→ **ESTRATTO DEL TESTO**:
────────────────

Pertanto, proteggere i posti di lavoro dei marchigiani, occuparsi del benessere delle loro famiglie, capire i disagi di chi perde il lavoro e adoperarsi per la loro reintegrazione nel mondo del lavoro – anche in età avanzata – pensare all’avvenire delle donne che studiano sempre di più anche a livello universitario, preoccuparsi per le pensioni dei nostri genitori e della sanità per i nostri nonni, significa anche occuparsi di imprese. Tutto questo perché nelle Marche l’impresa è l’organizzazione alla base della creazione della ricchezza, di posti di lavoro grazie ai quali i lavoratori portano “un pezzo di pane a casa”.

Dopo aver chiarito questa posizione in relazione alle imprese, andando ad analizzare le cose più da vicino, vediamo che queste imprese sono a loro volta inserite in un tessuto imprenditoriale nazionale, europeo e internazionale.

Concentrandosi sull’analisi di dettaglio dei numeri – come già osservato precedentemente – ci sono molte sorprese. Ma ci sarà l’occasione di tornare sui numeri. Intanto, memorizziamo questi dati.

Con una popolazione di poco più di 1,5 milioni sui 65 milioni di italiani, nelle Marche ci sono il 3% delle aziende di tutta Italia.

Le aziende marchigiane hanno dei primati importanti in termini di numero di imprese, tipologia (artigianali, industriali-manifatturiere, di commercio e di servizi), prodotti e anche volumi di produzione. Questi primati rendono le aziende marchigiane degli attori a livello nazionale, esportatori – per la maggior parte nell’Unione Europea – in giro per il mondo.

Possiamo fare mille volte meglio rispetto a quanto stiamo facendo adesso.

────────────────

[Voci per l'etichettatura dei contorni]
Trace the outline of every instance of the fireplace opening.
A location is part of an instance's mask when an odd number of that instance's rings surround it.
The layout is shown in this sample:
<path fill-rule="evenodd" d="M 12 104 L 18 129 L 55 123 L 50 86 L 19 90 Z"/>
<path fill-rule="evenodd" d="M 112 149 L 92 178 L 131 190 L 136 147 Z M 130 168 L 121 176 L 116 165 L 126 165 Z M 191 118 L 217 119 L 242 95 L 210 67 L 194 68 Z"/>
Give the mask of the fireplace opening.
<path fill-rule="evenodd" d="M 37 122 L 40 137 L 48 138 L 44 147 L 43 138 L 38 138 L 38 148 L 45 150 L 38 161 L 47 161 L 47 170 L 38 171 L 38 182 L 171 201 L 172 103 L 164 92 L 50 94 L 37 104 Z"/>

────────────────

→ **COMPITO A**: Trascrivi fedelmente il passo del testo sulle imprese delle Marche compreso tra "Concentrandosi sull’analisi di" e "stiamo facendo adesso.", estremi inclusi.
→ **COMPITO B**: Riporta parola per parola le righe dell'elenco dalla prima fino a quella che contiene "112 149 L 92", entrambe incluse.

→ **RISPOSTA AL COMPITO A**:
Concentrandosi sull’analisi di dettaglio dei numeri – come già osservato precedentemente – ci sono molte sorprese. Ma ci sarà l’occasione di tornare sui numeri. Intanto, memorizziamo questi dati.

Con una popolazione di poco più di 1,5 milioni sui 65 milioni di italiani, nelle Marche ci sono il 3% delle aziende di tutta Italia.

Le aziende marchigiane hanno dei primati importanti in termini di numero di imprese, tipologia (artigianali, industriali-manifatturiere, di commercio e di servizi), prodotti e anche volumi di produzione. Questi primati rendono le aziende marchigiane degli attori a livello nazionale, esportatori – per la maggior parte nell’Unione Europea – in giro per il mondo.

Possiamo fare mille volte meglio rispetto a quanto stiamo facendo adesso.

→ **RISPOSTA AL COMPITO B**:
Trace the outline of every instance of the fireplace opening.
A location is part of an instance's mask when an odd number of that instance's rings surround it.
The layout is shown in this sample:
<path fill-rule="evenodd" d="M 12 104 L 18 129 L 55 123 L 50 86 L 19 90 Z"/>
<path fill-rule="evenodd" d="M 112 149 L 92 178 L 131 190 L 136 147 Z M 130 168 L 121 176 L 116 165 L 126 165 Z M 191 118 L 217 119 L 242 95 L 210 67 L 194 68 Z"/>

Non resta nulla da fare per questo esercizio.